## START Extract provided

I don't think we're looking at that much acceleration AT ALL, considering the presence of subspace fields throws the entire balance of forces completely out of whack. At the very least we've seen a space station use those subspace fields to lower its effective inertia enough that a handful of thrusters could push it across the solar system in a single day. Starships--which do this by DESIGN--would find the same feat much easier to do. And this is equally true of space craft that aren't even warp capable; it would seem the ability to create a subspace field by some means or another is as fundamental to space flight as wings are to aircraft, and probably not at all difficult to do.
Either way, we have what we see. For some reason, nothing inside the ship is subjected to the massive accelerative forces you describe here. This leads us to one of two conclusions: either those forces are present but do not affect the ship's interior (above, I tried to show this is implausible) or those forces are NOT actually present, because starships are not using pure acceleration to attain high speed. Given the tendency of starships to inexplicably "stop" in deep space, I think the latter explanation is a bit more likely.

## END Extract provided
## START Supplied information

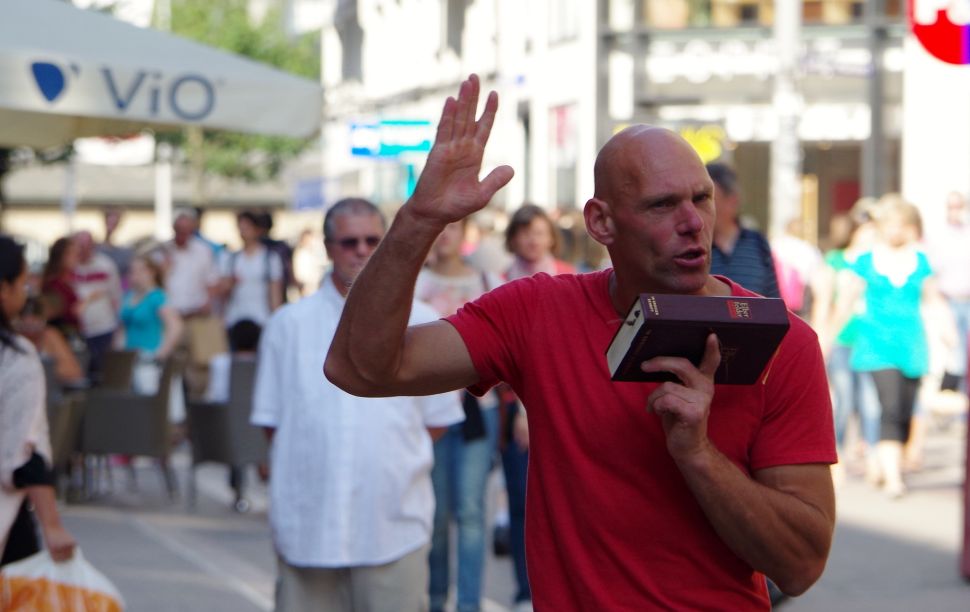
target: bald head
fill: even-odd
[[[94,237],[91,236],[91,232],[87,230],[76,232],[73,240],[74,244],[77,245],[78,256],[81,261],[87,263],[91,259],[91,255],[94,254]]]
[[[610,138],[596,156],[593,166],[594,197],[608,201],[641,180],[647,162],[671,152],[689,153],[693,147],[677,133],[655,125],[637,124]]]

## END Supplied information

- _Actions to take_:
a – Answer these about the starship acceleration post:
(i) According to the post, what did a space station use subspace fields to do?
(ii) What does the writer compare the ability to create a subspace field to?
(iii) Which starship tendency makes the writer favor the second conclusion?
b – Can you extend the starship acceleration post, beginning right after its last sentence?
The data has no connection to the starship acceleration post.

- _Responses_:
a –
(i) It used them to lower its effective inertia enough that a handful of thrusters could push it across the solar system in a single day.
(ii) Wings on aircraft: the writer says the ability is as fundamental to space flight as wings are to aircraft.
(iii) Starships tend to inexplicably "stop" in deep space.

b –
Cary L. Brown said:
But we DO have (1) basic physics, (2) "treknology" as it has been established, and (3) anecdotal evidence of how long ships typically last "in-fiction." None of those support the idea that ships would last for any more than a few decades in the Trek universe.
Well, we do have the Stargazer which, judging by the configuration of its bridge, could easily have been seventy years old by the time it was abandoned; seemingly, built around the TWOK-TSFS years. It's a question of whether or not the ship would still be in service if it hadn't been wrecked at the Battle of Maxia; an even bigger question is what Starfleet did with it AFTER the Ferengi gave it back to them. Part of me thinks they refurbished it and put it back in service, but that's just bias because I think it's a really cool ship.
Cary L. Brown said:Oh... and welcome back. Nice to see ya...
Thank you.